A word-for-word copy of the lines from the one holding "Where can the green carpet" through the final line of the records below is the only output asked for.

*** Begin section ***

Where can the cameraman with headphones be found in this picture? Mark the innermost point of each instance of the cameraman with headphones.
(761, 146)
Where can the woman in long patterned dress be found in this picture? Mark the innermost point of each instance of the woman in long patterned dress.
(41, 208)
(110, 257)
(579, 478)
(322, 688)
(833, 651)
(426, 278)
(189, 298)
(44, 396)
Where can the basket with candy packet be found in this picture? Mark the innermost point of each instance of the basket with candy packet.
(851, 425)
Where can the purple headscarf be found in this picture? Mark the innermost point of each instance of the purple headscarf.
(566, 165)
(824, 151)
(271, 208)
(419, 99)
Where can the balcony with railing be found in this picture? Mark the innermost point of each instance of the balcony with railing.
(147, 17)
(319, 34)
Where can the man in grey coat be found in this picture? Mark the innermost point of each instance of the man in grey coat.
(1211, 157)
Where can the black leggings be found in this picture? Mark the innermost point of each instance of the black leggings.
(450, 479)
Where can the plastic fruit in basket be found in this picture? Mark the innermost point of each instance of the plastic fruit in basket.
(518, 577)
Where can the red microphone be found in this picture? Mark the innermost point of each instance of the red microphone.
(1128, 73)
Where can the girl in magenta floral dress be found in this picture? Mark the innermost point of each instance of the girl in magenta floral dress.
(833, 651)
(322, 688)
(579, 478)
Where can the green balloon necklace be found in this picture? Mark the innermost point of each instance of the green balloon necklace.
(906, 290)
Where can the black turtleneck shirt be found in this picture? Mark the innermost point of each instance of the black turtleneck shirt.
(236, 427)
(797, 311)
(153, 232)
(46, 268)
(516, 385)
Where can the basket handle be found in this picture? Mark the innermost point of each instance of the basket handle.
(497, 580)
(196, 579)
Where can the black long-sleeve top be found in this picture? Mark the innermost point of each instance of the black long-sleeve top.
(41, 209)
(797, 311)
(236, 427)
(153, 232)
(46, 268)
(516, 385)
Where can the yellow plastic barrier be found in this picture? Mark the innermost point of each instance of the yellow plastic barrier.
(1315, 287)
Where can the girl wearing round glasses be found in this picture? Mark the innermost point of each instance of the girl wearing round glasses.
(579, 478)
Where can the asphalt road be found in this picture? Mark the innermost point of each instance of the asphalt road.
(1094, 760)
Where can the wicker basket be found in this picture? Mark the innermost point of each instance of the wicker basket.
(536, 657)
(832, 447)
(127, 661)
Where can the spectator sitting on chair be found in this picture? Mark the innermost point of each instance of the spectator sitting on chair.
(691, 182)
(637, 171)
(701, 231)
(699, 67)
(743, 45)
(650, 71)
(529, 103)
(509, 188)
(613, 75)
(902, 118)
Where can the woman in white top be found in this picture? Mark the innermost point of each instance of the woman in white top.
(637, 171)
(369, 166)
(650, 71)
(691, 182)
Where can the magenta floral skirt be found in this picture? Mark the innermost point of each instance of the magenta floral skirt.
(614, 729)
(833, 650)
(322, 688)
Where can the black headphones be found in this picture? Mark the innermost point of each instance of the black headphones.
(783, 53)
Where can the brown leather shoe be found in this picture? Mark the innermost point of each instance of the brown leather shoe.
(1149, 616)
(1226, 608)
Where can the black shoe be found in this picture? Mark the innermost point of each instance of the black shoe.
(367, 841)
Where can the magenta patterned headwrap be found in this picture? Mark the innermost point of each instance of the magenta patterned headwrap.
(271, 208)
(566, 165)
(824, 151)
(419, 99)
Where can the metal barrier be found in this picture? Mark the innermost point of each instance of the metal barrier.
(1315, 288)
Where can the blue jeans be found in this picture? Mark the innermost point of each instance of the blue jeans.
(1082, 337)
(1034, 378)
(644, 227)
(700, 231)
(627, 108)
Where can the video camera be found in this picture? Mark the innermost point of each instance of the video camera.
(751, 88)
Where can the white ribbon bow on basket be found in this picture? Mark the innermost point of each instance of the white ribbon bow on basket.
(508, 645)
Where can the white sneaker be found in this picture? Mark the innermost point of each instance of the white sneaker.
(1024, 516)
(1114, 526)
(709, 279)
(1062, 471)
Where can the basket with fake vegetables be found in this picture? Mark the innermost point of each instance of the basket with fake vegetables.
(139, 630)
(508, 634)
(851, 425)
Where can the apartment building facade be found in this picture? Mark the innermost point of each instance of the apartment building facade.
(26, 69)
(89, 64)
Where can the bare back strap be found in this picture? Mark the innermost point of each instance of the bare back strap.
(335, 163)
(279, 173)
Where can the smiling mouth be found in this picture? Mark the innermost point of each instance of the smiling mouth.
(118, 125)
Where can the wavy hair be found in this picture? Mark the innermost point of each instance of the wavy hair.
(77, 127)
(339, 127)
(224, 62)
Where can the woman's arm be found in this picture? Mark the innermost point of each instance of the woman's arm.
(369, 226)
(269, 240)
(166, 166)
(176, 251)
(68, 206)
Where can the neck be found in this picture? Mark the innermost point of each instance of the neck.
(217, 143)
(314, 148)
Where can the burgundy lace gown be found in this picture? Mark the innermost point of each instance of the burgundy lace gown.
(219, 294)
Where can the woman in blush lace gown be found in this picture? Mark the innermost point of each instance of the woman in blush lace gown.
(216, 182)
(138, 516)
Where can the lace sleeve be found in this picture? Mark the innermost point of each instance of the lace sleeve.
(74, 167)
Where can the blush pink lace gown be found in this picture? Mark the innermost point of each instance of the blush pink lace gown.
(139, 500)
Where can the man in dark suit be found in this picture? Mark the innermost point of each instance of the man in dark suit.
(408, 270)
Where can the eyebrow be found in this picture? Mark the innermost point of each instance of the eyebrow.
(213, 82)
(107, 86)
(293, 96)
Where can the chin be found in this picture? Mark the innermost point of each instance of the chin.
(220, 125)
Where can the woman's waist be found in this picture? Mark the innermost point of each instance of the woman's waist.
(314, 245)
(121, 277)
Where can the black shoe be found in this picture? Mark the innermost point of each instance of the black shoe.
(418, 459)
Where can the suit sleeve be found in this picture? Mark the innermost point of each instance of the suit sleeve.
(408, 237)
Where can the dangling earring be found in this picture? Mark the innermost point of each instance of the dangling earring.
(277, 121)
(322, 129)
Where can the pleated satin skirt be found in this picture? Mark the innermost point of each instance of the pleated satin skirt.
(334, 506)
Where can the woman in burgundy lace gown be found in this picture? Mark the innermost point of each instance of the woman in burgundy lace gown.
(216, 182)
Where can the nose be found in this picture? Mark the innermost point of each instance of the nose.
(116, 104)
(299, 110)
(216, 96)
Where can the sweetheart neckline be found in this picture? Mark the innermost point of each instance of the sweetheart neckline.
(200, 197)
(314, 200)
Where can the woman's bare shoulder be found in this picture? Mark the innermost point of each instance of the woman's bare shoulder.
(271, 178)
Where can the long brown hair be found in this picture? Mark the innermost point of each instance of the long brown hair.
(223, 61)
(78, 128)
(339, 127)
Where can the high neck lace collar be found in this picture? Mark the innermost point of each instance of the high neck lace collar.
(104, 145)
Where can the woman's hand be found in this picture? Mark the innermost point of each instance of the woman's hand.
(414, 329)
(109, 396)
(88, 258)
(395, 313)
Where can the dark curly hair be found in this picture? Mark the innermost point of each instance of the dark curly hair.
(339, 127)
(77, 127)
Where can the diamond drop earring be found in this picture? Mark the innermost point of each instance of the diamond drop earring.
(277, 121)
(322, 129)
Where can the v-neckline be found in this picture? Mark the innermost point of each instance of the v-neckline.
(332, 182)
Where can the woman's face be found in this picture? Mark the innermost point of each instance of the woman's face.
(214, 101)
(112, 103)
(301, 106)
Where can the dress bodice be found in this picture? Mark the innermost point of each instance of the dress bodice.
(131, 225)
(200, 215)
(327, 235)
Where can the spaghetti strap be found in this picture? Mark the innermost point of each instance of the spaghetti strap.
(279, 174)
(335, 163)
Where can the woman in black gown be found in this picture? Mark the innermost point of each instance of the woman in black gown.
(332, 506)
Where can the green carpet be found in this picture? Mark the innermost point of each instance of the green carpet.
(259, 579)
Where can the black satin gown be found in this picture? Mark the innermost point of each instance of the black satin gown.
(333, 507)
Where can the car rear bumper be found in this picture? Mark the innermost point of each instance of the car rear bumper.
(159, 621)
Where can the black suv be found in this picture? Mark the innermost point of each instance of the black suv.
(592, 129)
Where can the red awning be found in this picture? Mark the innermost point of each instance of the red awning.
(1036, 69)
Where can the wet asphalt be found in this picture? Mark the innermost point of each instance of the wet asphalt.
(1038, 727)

*** End section ***

_SOLUTION TO THE EXERCISE_
Where can the green carpet be found in this picture? Mark the innermost point of each instance of the green carpet.
(259, 579)
Where can the black satin gown be found in this picture? Mark the innermost point of each instance of the black satin gown.
(333, 507)
Where can the car rear bumper be found in this picture? Mark the innermost point of each instance of the car rear bumper.
(159, 621)
Where can the black suv be found in this picture? Mark the innermost point of each instance of the black suv.
(592, 129)
Where can the red awning be found in this picture? Mark the innermost point of each instance of the red awning.
(1036, 69)
Where can the wet asphalt be found in this picture? Mark the innermost point of each instance of the wet asphalt.
(1038, 727)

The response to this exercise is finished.